--- begin ---

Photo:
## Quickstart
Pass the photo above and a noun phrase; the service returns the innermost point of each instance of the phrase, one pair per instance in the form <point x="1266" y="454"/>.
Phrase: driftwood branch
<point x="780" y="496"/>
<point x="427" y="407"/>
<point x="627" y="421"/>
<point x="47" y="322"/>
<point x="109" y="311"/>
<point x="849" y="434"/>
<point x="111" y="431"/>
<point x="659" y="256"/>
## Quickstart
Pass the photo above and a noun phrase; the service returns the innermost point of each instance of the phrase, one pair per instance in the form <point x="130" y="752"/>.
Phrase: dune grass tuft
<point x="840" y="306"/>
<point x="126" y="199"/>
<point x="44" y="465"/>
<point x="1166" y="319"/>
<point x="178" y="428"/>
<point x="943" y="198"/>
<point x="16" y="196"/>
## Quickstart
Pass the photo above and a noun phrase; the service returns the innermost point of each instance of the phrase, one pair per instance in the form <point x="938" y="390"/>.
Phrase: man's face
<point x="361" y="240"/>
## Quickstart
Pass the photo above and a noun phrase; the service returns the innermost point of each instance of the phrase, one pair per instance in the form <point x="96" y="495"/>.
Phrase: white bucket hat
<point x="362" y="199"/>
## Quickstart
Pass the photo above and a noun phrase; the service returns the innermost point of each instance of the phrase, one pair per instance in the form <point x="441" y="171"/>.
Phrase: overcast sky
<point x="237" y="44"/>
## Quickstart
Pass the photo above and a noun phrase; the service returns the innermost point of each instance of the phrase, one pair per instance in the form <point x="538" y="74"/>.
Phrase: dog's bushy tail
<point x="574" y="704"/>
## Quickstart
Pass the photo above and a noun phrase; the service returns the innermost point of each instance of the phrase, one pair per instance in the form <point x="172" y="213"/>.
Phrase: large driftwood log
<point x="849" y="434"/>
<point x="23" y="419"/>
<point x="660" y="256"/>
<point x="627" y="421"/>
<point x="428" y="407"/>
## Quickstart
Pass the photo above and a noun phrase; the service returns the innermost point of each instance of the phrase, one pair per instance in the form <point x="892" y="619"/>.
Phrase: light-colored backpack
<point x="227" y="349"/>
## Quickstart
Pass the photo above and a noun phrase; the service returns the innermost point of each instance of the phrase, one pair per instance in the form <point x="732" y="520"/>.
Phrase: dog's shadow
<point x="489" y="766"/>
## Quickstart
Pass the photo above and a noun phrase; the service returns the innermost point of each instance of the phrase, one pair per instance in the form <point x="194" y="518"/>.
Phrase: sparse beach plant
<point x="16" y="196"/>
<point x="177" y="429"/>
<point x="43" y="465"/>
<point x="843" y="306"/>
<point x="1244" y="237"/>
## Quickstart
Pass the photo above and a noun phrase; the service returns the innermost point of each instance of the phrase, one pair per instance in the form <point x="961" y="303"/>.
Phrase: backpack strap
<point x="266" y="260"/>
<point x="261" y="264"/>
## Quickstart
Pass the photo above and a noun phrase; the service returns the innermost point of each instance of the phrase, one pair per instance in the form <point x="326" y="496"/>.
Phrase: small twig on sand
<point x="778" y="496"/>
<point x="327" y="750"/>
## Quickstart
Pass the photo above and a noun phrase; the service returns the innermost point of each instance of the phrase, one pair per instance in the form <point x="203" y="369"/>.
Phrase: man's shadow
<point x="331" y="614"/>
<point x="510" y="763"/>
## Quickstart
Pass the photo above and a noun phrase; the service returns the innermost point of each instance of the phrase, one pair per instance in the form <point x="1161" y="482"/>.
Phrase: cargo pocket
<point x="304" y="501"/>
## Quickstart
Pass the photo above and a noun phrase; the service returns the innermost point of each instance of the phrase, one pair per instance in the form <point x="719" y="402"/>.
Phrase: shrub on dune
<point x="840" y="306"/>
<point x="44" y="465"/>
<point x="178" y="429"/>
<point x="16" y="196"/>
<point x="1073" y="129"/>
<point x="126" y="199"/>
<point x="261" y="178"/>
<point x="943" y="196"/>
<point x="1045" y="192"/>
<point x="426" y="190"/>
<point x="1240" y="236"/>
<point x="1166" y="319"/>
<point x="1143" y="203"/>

--- end ---

Exercise task: Go through the records above and retype each one exactly.

Answer to the task:
Photo:
## Quickstart
Pass the photo above and a noun phrase; the service returns the innermost point of each instance of the phrase, one pair per instance in the form <point x="1266" y="454"/>.
Phrase: driftwood branch
<point x="780" y="496"/>
<point x="427" y="407"/>
<point x="627" y="421"/>
<point x="47" y="322"/>
<point x="109" y="311"/>
<point x="849" y="434"/>
<point x="111" y="431"/>
<point x="659" y="256"/>
## Quickstart
Pass the photo above and a noun phrase; the service returns the innermost point of each instance of the phrase, one pair per instance in the form <point x="130" y="752"/>.
Phrase: dune grass tuft
<point x="840" y="306"/>
<point x="126" y="199"/>
<point x="44" y="465"/>
<point x="1166" y="319"/>
<point x="178" y="428"/>
<point x="943" y="198"/>
<point x="16" y="196"/>
## Quickstart
Pass the photo above and a noun phrase; the service returns the innermost point of each instance of the phrase, one pair per instance in the form <point x="938" y="390"/>.
Phrase: man's face
<point x="361" y="240"/>
## Quickstart
Pass the photo above and a noun phrase; the service returns the innermost point of each instance of the phrase, one pair per instance in the form <point x="96" y="495"/>.
Phrase: white bucket hat
<point x="362" y="199"/>
## Quickstart
Pass the photo above and a noun phrase; the service returns the innermost point of each instance of the phrase, one pair per instance in the form <point x="441" y="171"/>.
Phrase: overcast sky
<point x="237" y="44"/>
## Quickstart
Pass the photo above and a noun phrase; the service returns the innermost point of each instance of the phrase, one pair per instance in the form <point x="538" y="74"/>.
Phrase: dog's bushy tail
<point x="574" y="704"/>
## Quickstart
Pass the photo above and a noun phrase; the service returns the innermost point of each instance of the phrase, one pair per instance in the form <point x="172" y="213"/>.
Phrase: large driftwood log
<point x="849" y="434"/>
<point x="23" y="419"/>
<point x="660" y="256"/>
<point x="627" y="421"/>
<point x="428" y="407"/>
## Quickstart
Pass the photo above and a noun phrase; the service returns the innermost point of each instance of the phrase, one pair per instance in the form <point x="892" y="619"/>.
Phrase: light-colored backpack
<point x="227" y="349"/>
## Quickstart
Pass the photo above and a noun phrase; the service returns the innermost point of each instance of the phrase, one pair per instance in the form <point x="732" y="520"/>.
Phrase: dog's shadow
<point x="489" y="766"/>
## Quickstart
Pass the photo above and a noun phrase; the service returns the innermost point of each instance of the phrase, one pair per instance in the form <point x="194" y="518"/>.
Phrase: sparse beach plant
<point x="16" y="196"/>
<point x="177" y="429"/>
<point x="43" y="465"/>
<point x="843" y="306"/>
<point x="1244" y="237"/>
## Quickstart
Pass the photo above and a noun phrase; the service returns the innermost point of each instance of the phrase, one pair per instance in the form <point x="961" y="303"/>.
Phrase: backpack strap
<point x="266" y="260"/>
<point x="261" y="264"/>
## Quickstart
Pass the photo above and a noun phrase; the service returns the innermost point of each instance of the phrase, one pair per instance in the form <point x="326" y="496"/>.
Phrase: small twig on sand
<point x="778" y="496"/>
<point x="327" y="750"/>
## Quickstart
Pass the photo above and a noun phrase; the service returns the innermost point of each instance of the phrase, one pair per instance in the form <point x="203" y="369"/>.
Phrase: man's shadow
<point x="331" y="614"/>
<point x="510" y="763"/>
## Quickstart
Pass the photo above and a noun phrase; the service returns the innermost point of each instance of the phrase, one pair per instance in the form <point x="1161" y="482"/>.
Phrase: cargo pocket
<point x="304" y="501"/>
## Quickstart
Pass the photo above and a noun phrase; the service returns the innermost point of each instance of the phrase, one pair per instance in the form <point x="719" y="402"/>.
Phrase: shrub on dune
<point x="840" y="306"/>
<point x="44" y="465"/>
<point x="178" y="429"/>
<point x="16" y="196"/>
<point x="1073" y="129"/>
<point x="126" y="199"/>
<point x="261" y="178"/>
<point x="943" y="196"/>
<point x="1045" y="192"/>
<point x="426" y="190"/>
<point x="1240" y="236"/>
<point x="1166" y="319"/>
<point x="1143" y="203"/>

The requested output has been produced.